**DATA EXTRACTS:**
....
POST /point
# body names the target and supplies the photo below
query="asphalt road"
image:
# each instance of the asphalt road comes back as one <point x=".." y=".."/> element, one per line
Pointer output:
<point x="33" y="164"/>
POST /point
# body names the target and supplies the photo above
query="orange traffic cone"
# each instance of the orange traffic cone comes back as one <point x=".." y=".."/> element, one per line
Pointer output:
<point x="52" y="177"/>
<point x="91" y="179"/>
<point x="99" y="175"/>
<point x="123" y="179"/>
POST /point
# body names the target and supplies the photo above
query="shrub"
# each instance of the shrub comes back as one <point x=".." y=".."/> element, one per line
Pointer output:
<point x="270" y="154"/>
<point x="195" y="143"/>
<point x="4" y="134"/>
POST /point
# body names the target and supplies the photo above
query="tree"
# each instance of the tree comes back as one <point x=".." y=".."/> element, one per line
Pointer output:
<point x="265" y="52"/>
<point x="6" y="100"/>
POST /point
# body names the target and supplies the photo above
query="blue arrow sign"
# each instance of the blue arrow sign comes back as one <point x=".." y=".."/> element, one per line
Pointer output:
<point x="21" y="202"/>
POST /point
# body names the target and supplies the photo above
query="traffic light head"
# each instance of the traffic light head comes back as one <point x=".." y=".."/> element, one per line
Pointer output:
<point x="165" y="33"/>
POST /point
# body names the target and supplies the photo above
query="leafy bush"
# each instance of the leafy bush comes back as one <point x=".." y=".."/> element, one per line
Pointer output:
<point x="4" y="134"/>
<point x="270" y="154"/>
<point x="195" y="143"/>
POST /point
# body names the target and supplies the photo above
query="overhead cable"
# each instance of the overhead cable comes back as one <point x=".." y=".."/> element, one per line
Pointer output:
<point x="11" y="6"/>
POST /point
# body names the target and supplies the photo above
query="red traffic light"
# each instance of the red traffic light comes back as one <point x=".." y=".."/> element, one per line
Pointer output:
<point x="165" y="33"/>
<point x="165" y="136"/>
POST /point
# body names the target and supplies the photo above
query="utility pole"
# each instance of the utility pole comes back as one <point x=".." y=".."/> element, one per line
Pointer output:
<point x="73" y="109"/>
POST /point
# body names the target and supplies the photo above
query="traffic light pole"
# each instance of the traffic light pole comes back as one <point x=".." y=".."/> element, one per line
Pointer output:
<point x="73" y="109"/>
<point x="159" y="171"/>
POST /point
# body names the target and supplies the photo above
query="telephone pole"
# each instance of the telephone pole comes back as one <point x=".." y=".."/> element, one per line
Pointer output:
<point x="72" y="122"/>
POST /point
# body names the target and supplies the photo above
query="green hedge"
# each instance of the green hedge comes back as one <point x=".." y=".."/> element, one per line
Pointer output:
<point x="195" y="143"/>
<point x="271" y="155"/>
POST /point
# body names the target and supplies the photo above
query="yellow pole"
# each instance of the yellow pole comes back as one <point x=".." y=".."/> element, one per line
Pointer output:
....
**EXERCISE OBJECTIVE:** Copy each line from the entries above that has the word "blue" in it.

**RESULT OF THE TASK:**
query="blue arrow sign"
# each instance of the blue arrow sign comes back as one <point x=".." y=".."/> element, one per line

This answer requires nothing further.